*Quoted passage*.
⟨

Re: [PATCH v12 0/3] sched: Restructure task_mm_cid_work for predictability

From: Mathieu Desnoyers
Date: Wed Mar 26 2025 - 10:37:23 EST


On 2025-03-26 03:31, Gabriele Monaco wrote:
On Tue, 2025-03-11 at 07:28 +0100, Gabriele Monaco wrote:
This patchset moves the task_mm_cid_work to a preemptible and
migratable
context. This reduces the impact of this work to the scheduling
latency
of real time tasks.
The change makes the recurrence of the task a bit more predictable.


The series was review and, in my opinion, is ready for inclusion.
Peter, Ingo, can we merge it?

I agree. I've reviewed the entire series a few weeks ago and it
looks good to me.

Thanks,

Mathieu


Thanks,
Gabriele

The behaviour causing latency was introduced in commit 223baf9d17f2
("sched: Fix performance regression introduced by mm_cid") which
introduced a task work tied to the scheduler tick.

⟩

*Stated task 1*. According to the patch email, why is task_mm_cid_work moved to a preemptible and migratable context? Answer in one to three sentences.
The entries have no connection to the patch email.

[Image entries on named regions]
⟨

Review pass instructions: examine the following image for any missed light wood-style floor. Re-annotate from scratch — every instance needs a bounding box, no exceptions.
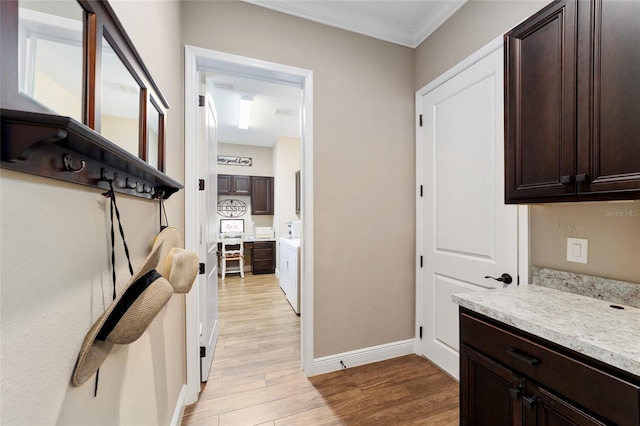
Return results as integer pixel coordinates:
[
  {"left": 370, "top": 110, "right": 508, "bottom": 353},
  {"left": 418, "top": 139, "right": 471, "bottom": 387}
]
[{"left": 182, "top": 273, "right": 459, "bottom": 426}]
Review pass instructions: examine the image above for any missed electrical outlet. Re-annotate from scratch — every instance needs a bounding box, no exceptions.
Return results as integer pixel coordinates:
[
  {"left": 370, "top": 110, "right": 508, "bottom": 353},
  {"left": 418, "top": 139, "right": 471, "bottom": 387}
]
[{"left": 567, "top": 238, "right": 589, "bottom": 263}]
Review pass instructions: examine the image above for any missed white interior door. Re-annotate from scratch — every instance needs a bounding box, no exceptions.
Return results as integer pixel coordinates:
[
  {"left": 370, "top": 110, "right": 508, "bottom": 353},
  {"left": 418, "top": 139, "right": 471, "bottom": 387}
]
[
  {"left": 198, "top": 86, "right": 219, "bottom": 382},
  {"left": 416, "top": 43, "right": 518, "bottom": 378}
]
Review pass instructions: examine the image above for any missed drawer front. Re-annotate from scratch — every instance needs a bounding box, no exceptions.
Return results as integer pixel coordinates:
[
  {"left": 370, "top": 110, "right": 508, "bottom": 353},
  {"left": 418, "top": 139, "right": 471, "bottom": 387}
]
[
  {"left": 251, "top": 259, "right": 274, "bottom": 274},
  {"left": 460, "top": 313, "right": 640, "bottom": 425},
  {"left": 253, "top": 241, "right": 274, "bottom": 250},
  {"left": 253, "top": 248, "right": 273, "bottom": 260}
]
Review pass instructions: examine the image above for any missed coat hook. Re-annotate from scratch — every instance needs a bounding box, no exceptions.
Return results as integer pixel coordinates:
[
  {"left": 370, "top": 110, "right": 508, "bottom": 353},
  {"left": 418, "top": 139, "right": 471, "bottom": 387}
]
[
  {"left": 125, "top": 178, "right": 140, "bottom": 189},
  {"left": 100, "top": 168, "right": 118, "bottom": 182},
  {"left": 62, "top": 154, "right": 87, "bottom": 173}
]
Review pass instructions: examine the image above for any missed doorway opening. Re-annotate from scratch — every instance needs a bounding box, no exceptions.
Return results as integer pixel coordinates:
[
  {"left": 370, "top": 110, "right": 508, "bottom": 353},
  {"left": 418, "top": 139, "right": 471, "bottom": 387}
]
[{"left": 184, "top": 46, "right": 314, "bottom": 404}]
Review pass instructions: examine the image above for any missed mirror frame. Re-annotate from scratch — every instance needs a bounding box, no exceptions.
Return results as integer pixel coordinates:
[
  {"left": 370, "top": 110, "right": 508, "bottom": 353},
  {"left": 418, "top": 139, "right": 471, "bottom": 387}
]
[{"left": 0, "top": 0, "right": 178, "bottom": 198}]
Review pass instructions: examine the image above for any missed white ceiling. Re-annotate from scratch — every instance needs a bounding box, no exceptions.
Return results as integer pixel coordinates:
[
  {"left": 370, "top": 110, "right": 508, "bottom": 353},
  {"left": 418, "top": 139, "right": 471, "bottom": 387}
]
[
  {"left": 243, "top": 0, "right": 467, "bottom": 48},
  {"left": 207, "top": 72, "right": 301, "bottom": 147},
  {"left": 207, "top": 0, "right": 467, "bottom": 147}
]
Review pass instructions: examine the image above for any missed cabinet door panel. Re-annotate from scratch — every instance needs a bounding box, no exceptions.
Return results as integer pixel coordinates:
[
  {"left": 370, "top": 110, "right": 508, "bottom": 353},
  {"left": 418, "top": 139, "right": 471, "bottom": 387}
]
[
  {"left": 233, "top": 176, "right": 251, "bottom": 195},
  {"left": 523, "top": 383, "right": 606, "bottom": 426},
  {"left": 578, "top": 0, "right": 640, "bottom": 193},
  {"left": 505, "top": 1, "right": 576, "bottom": 201},
  {"left": 251, "top": 176, "right": 273, "bottom": 215}
]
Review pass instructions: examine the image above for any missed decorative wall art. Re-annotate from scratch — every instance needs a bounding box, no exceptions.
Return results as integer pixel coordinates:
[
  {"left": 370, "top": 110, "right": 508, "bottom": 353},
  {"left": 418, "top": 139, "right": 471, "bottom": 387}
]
[
  {"left": 218, "top": 155, "right": 252, "bottom": 167},
  {"left": 218, "top": 199, "right": 248, "bottom": 217}
]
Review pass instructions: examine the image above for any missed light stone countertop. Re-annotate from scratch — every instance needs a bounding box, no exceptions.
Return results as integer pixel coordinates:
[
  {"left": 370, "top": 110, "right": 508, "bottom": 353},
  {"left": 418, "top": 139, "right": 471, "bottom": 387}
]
[{"left": 453, "top": 285, "right": 640, "bottom": 377}]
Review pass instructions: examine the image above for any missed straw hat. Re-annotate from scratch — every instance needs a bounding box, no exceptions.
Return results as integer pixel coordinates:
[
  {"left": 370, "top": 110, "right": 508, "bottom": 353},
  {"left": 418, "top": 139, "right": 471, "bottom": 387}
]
[
  {"left": 71, "top": 240, "right": 173, "bottom": 386},
  {"left": 153, "top": 226, "right": 199, "bottom": 293}
]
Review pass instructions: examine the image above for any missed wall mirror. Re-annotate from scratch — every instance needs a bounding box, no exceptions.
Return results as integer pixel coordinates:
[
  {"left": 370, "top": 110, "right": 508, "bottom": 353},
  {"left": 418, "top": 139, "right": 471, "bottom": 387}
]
[
  {"left": 18, "top": 0, "right": 84, "bottom": 122},
  {"left": 100, "top": 37, "right": 141, "bottom": 157},
  {"left": 0, "top": 0, "right": 176, "bottom": 199}
]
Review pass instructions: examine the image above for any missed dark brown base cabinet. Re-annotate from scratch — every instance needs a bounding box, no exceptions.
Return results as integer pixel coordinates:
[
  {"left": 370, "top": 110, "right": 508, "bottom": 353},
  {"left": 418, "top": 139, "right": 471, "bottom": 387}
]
[
  {"left": 504, "top": 0, "right": 640, "bottom": 203},
  {"left": 460, "top": 308, "right": 640, "bottom": 426},
  {"left": 251, "top": 241, "right": 276, "bottom": 274}
]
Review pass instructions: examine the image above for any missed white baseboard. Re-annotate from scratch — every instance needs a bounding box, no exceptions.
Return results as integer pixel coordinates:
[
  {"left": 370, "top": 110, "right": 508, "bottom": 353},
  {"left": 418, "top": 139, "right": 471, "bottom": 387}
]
[
  {"left": 171, "top": 385, "right": 187, "bottom": 426},
  {"left": 311, "top": 339, "right": 415, "bottom": 376}
]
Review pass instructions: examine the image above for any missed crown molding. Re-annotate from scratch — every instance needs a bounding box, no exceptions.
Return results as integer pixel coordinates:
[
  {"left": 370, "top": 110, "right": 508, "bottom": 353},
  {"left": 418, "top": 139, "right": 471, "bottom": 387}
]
[
  {"left": 242, "top": 0, "right": 467, "bottom": 49},
  {"left": 411, "top": 0, "right": 467, "bottom": 48}
]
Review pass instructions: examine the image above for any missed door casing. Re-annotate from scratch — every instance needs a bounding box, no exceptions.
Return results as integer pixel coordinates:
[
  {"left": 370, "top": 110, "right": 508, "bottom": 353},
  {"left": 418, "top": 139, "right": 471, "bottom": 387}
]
[{"left": 184, "top": 45, "right": 315, "bottom": 404}]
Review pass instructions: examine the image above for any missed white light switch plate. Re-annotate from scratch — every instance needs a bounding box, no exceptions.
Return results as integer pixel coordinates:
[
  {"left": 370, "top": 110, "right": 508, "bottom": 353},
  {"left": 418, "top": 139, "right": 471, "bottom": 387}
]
[{"left": 567, "top": 238, "right": 589, "bottom": 263}]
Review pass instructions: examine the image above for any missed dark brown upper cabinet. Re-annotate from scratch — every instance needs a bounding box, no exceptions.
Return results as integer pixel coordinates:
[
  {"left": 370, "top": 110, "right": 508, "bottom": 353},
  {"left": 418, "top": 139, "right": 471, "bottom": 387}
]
[
  {"left": 218, "top": 175, "right": 251, "bottom": 195},
  {"left": 505, "top": 0, "right": 640, "bottom": 203},
  {"left": 0, "top": 0, "right": 182, "bottom": 198}
]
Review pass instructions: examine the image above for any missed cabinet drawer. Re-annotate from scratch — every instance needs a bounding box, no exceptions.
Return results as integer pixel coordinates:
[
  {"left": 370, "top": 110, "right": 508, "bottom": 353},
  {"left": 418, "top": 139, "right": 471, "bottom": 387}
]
[
  {"left": 253, "top": 248, "right": 273, "bottom": 260},
  {"left": 253, "top": 241, "right": 274, "bottom": 249},
  {"left": 460, "top": 313, "right": 640, "bottom": 425}
]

⟩

*Stated task 2*. Which lines of the entries contain the word "mirror"? Pick out each of them, treating uppercase and lowercase as different.

*Reply 1*. Moving task_mm_cid_work to a preemptible and migratable context reduces the work's impact on the scheduling latency of real-time tasks. The change also makes the task's recurrence a bit more predictable.

*Reply 2*.
Review pass instructions: examine the image above for any missed mirror frame. Re-annotate from scratch — every instance needs a bounding box, no exceptions.
Review pass instructions: examine the image above for any missed wall mirror. Re-annotate from scratch — every instance needs a bounding box, no exceptions.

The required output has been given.